WORK INSTRUCTIONS:
Copy out every record below, word for word.

━━ EXERCISE DATA

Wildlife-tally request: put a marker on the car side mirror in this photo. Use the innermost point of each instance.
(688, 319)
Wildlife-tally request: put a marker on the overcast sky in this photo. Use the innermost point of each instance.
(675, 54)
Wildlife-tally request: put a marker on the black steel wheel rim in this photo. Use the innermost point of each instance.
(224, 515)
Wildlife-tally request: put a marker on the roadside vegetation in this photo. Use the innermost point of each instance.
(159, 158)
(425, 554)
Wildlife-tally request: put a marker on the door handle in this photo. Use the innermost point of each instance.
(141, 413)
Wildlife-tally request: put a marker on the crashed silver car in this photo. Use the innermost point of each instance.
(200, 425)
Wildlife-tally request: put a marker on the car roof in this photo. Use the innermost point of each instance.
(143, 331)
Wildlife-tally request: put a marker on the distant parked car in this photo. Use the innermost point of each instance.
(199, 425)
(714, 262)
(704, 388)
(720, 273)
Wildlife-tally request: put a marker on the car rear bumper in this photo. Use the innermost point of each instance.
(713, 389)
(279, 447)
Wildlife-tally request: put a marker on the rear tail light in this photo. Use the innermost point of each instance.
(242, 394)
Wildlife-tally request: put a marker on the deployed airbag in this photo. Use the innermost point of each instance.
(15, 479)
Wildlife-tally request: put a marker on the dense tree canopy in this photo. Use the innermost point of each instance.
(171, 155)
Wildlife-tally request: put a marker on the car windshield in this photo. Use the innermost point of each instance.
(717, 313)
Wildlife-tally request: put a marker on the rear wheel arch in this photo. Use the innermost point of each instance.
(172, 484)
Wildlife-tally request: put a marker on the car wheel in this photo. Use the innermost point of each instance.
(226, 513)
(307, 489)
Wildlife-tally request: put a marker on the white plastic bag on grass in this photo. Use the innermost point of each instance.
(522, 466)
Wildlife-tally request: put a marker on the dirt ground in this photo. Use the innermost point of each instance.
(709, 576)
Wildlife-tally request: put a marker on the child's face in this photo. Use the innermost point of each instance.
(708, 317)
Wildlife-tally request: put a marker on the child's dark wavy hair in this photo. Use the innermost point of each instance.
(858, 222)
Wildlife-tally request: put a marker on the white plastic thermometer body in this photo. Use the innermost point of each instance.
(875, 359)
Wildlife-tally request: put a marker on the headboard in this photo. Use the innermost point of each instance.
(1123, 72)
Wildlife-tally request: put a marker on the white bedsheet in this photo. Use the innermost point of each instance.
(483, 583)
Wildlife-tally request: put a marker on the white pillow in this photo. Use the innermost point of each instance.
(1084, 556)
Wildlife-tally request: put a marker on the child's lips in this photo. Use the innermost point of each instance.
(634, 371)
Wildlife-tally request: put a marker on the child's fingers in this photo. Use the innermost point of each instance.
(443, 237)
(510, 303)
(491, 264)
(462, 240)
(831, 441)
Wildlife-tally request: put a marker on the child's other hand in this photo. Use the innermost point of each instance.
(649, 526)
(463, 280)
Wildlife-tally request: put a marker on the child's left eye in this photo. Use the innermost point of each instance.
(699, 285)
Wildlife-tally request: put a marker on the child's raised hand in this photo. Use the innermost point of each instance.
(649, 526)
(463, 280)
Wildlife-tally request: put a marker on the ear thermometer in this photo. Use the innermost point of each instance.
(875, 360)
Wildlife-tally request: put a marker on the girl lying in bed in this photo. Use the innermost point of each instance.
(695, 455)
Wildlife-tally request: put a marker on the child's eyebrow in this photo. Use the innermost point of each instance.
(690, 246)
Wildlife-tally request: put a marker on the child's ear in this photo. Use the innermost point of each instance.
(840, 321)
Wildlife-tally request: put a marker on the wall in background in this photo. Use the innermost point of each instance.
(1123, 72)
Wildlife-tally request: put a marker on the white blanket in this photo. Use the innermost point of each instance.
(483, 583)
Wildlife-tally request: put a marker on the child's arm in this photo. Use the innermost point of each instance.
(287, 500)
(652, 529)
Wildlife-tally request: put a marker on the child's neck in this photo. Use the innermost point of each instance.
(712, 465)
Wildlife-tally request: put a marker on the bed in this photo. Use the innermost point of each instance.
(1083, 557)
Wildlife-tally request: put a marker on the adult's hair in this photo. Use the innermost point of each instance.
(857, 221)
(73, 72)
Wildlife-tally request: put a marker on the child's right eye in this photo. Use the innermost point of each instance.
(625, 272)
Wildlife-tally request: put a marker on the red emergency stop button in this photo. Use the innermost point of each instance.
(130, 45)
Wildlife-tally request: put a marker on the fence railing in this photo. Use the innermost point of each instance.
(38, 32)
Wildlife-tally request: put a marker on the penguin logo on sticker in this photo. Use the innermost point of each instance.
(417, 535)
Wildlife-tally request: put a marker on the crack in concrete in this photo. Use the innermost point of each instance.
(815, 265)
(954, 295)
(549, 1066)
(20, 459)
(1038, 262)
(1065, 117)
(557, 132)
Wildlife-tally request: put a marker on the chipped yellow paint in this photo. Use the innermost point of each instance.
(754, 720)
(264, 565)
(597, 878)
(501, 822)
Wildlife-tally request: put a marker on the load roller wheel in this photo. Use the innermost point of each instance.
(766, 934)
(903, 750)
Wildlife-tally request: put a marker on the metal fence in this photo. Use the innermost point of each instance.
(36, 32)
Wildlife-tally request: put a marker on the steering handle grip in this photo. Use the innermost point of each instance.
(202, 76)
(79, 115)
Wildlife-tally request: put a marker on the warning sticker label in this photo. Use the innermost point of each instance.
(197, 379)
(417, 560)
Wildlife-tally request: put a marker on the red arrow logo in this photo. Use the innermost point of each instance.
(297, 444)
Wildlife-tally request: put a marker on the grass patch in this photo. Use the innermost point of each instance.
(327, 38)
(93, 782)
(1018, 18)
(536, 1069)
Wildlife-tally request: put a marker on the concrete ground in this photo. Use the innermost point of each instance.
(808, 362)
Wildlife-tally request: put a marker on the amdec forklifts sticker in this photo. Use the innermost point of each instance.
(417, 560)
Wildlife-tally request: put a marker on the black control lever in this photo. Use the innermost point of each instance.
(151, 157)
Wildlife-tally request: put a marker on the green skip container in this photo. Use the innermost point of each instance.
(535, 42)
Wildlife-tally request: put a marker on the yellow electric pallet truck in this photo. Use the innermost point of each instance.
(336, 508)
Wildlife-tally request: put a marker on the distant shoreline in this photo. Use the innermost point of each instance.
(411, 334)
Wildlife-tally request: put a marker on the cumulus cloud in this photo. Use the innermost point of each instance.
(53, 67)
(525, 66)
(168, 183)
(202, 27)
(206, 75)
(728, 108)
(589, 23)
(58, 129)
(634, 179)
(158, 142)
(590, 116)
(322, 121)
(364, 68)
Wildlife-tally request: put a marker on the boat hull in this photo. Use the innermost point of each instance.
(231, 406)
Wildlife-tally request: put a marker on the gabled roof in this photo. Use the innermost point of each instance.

━━━━

WORKED SOLUTION:
Wildlife-tally request: put a marker on the car side mirror in this photo. Use the innermost point of each instance.
(688, 319)
Wildlife-tally request: put a marker on the overcast sky in this photo. Use the innermost point of each instance.
(675, 54)
Wildlife-tally request: put a marker on the black steel wheel rim in this photo. Use the innermost point of each instance.
(224, 515)
Wildlife-tally request: put a marker on the roadside vegetation in this photo. Use the innermost point of each instance.
(159, 158)
(425, 554)
Wildlife-tally request: put a marker on the door handle in this photo. Use the innermost point of each instance.
(141, 413)
Wildlife-tally request: put a marker on the crashed silver car in this photo. Use the innermost point of each instance.
(200, 425)
Wildlife-tally request: put a marker on the car roof in this photo. Use the innermost point of each instance.
(143, 331)
Wildlife-tally request: put a marker on the distant parked car in this photo. Use the innermost point of each instance.
(199, 425)
(714, 262)
(704, 388)
(720, 273)
Wildlife-tally request: put a marker on the car rear bumper in this photo. Use the innermost point of each instance.
(713, 389)
(279, 447)
Wildlife-tally request: put a marker on the rear tail light in this photo. Use the innermost point of each instance.
(242, 394)
Wildlife-tally request: put a marker on the deployed airbag in this photo. Use the innermost point of each instance.
(15, 479)
Wildlife-tally request: put a marker on the dense tree canopy in this photo. Use the innermost point of each instance.
(171, 155)
Wildlife-tally request: put a marker on the car windshield in this photo. Use the innermost point of each instance.
(717, 313)
Wildlife-tally request: put a marker on the rear wheel arch in this photo. Use the innermost point of each instance.
(172, 484)
Wildlife-tally request: put a marker on the car wheel in this photo. Use the innermost point of each instance.
(226, 513)
(307, 489)
Wildlife-tally request: put a marker on the white plastic bag on grass in this photo. Use the innermost point of each instance.
(522, 466)
Wildlife-tally request: put a marker on the dirt ground in this photo. Use the innermost point of each instance.
(709, 576)
Wildlife-tally request: put a marker on the child's face in this photo. Use the innermost point of each instance.
(708, 317)
Wildlife-tally request: put a marker on the child's dark wavy hair in this photo. Use the innermost point of each instance.
(858, 222)
Wildlife-tally request: put a marker on the white plastic thermometer body in this photo. Use the innermost point of each instance.
(875, 359)
Wildlife-tally request: put a marker on the headboard in this photo. Use the innermost point of each instance.
(1123, 72)
Wildlife-tally request: put a marker on the white bedsheet in this photo. Use the innermost point of each instance.
(483, 583)
Wildlife-tally request: put a marker on the white pillow in this photo. Use the innermost point of each instance.
(1084, 556)
Wildlife-tally request: put a marker on the child's lips in this photo. Use the innermost point of each instance.
(634, 371)
Wildlife-tally request: put a marker on the child's fingers in this photo. Use the innermost point of each instance.
(443, 237)
(510, 303)
(491, 264)
(462, 240)
(831, 441)
Wildlife-tally request: put a marker on the child's other hand in this photo. Use the innermost point of each instance.
(649, 526)
(463, 280)
Wildlife-tally request: put a marker on the child's left eye in this photo. Use the innermost point of each instance.
(699, 285)
Wildlife-tally request: put a marker on the child's raised hand in this photo. Use the innermost point of each instance.
(649, 526)
(463, 280)
Wildlife-tally request: put a marker on the ear thermometer in this photo. Use the innermost point of each instance.
(875, 360)
Wildlife-tally request: put a marker on the girl lying in bed in this photo. Use the innermost point of each instance.
(695, 455)
Wildlife-tally request: put a marker on the child's eyebrow in this photo. Use the innermost point of each instance.
(690, 246)
Wildlife-tally request: put a marker on the child's ear in this photo. Use the innermost point of each instance.
(840, 321)
Wildlife-tally request: put a marker on the wall in background in this photo. Use the innermost point of each instance.
(1123, 72)
Wildlife-tally request: put a marker on the white blanket in this photo. Use the innermost point of each instance.
(483, 583)
Wildlife-tally request: put a marker on the child's arm in this photo. Use the innermost point of each instance.
(287, 500)
(652, 529)
Wildlife-tally request: put a marker on the child's neck in this photo. Use the innermost point of each instance.
(712, 465)
Wildlife-tally request: put a marker on the bed in this photo. Use the innermost point of each instance.
(1083, 557)
Wildlife-tally request: put a marker on the adult's hair in this photo. Use the innermost point of each instance.
(857, 221)
(73, 72)
Wildlife-tally request: put a marker on the child's right eye in this photo. Use the innermost point of each instance.
(625, 272)
Wildlife-tally request: put a marker on the red emergency stop button in this photo. Use the innermost point of each instance.
(130, 45)
Wildlife-tally request: put a marker on the fence railing in this photo. Use the innermost point of each instance.
(38, 32)
Wildlife-tally request: put a marker on the penguin logo on sticker in this photo. Use the innermost point of each instance.
(417, 535)
Wildlife-tally request: put a marker on the crack in concrete in this photo. Use the innermost point of each instance.
(815, 265)
(954, 295)
(549, 1066)
(20, 459)
(1038, 262)
(1065, 117)
(557, 132)
Wildlife-tally request: put a marker on the chipped yellow paint in this photo. Use the innermost point of each instance.
(754, 720)
(264, 565)
(597, 878)
(501, 822)
Wildlife-tally request: put a marker on the load roller wheel in this photo. Use the innermost point of each instance.
(766, 934)
(903, 750)
Wildlife-tally request: put a marker on the metal fence in this photo. Use the innermost point of each instance.
(36, 32)
Wildlife-tally request: put a marker on the steering handle grip in this photo. Use the innermost point of each instance.
(202, 76)
(79, 115)
Wildlife-tally request: put a marker on the warning sticker label in this photo. Use the innermost point of each instance.
(197, 379)
(417, 560)
Wildlife-tally request: put a marker on the red arrow logo in this photo. Use the innermost point of each instance.
(297, 444)
Wildlife-tally request: put a marker on the grass patch in this photo. Use the innermost point of each instance.
(327, 38)
(93, 782)
(1018, 18)
(536, 1069)
Wildlife-tally request: put a marker on the concrete ground in this photo. Use the innermost point of each instance.
(808, 362)
Wildlife-tally request: put a marker on the amdec forklifts sticker in this photo. Use the innermost point of each instance.
(417, 560)
Wildlife-tally request: put a marker on the black control lever in this photo. Use the innermost point of each instance.
(151, 157)
Wildlife-tally request: put a marker on the green skip container in this photo. Use the innermost point of each instance.
(535, 42)
Wildlife-tally request: put a marker on the yellow electric pallet truck in this photo. Use the innermost point of each instance.
(336, 508)
Wildlife-tally request: put a marker on the distant shoreline in this photo. Use the innermost point of each instance.
(411, 334)
Wildlife-tally request: put a marker on the cumulus cloud in this photo. Use the innermost point of each instance.
(53, 67)
(525, 66)
(168, 183)
(202, 27)
(206, 75)
(728, 108)
(589, 23)
(58, 129)
(634, 179)
(158, 142)
(590, 116)
(322, 121)
(364, 68)
Wildlife-tally request: put a marker on the boat hull in this photo. Use the innermost point of each instance.
(231, 406)
Wildlife-tally request: put a marker on the gabled roof in this photo. Use the innermost point of each instance.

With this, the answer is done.